What you have to do
Put each line of the records below, from the very first line up to and including the line with "[199, 3, 224, 299]", into a JSON list of strings, one string per line and no blank lines.

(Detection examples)
______

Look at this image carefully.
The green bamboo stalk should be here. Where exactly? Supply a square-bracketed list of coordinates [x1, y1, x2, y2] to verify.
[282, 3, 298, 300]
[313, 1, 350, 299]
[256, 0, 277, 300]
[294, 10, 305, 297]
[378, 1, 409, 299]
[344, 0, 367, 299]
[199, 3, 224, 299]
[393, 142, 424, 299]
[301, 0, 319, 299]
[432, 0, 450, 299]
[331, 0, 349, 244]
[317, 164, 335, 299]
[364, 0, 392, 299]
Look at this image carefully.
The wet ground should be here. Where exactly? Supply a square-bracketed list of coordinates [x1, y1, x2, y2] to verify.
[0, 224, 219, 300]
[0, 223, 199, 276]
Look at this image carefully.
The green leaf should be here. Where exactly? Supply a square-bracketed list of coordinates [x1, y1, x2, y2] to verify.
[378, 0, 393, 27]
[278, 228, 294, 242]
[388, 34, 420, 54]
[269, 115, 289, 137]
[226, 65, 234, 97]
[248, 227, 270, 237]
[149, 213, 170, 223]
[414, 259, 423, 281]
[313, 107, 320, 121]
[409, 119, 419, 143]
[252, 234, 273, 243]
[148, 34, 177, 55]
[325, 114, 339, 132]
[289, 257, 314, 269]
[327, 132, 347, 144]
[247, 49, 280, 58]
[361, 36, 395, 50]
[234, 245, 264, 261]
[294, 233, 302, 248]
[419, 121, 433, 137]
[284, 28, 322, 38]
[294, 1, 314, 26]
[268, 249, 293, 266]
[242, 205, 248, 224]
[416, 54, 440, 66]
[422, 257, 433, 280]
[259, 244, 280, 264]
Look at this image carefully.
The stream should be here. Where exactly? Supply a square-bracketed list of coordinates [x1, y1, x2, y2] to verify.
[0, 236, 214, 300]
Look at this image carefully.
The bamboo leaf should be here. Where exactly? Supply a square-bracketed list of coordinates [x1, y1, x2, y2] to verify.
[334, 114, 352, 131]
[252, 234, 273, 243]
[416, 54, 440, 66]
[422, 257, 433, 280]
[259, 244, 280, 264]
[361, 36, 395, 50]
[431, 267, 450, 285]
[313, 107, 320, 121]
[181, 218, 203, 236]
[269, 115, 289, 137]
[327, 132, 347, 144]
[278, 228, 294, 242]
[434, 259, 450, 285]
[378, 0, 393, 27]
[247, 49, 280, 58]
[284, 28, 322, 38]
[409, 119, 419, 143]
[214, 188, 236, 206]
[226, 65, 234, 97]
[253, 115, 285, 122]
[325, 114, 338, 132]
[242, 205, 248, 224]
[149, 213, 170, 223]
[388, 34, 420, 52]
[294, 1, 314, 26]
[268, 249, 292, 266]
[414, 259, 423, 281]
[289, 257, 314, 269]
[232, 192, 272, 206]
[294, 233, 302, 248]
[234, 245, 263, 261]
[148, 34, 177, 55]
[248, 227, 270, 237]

______

Task output
[
  "Look at this image carefully.",
  "The green bamboo stalk should be here. Where exactly? Supply a square-bracketed list of coordinates [x1, y1, x2, y2] to verify.",
  "[282, 3, 298, 300]",
  "[313, 1, 350, 299]",
  "[256, 0, 277, 300]",
  "[294, 10, 305, 297]",
  "[378, 1, 409, 299]",
  "[344, 0, 367, 299]",
  "[199, 3, 224, 299]"
]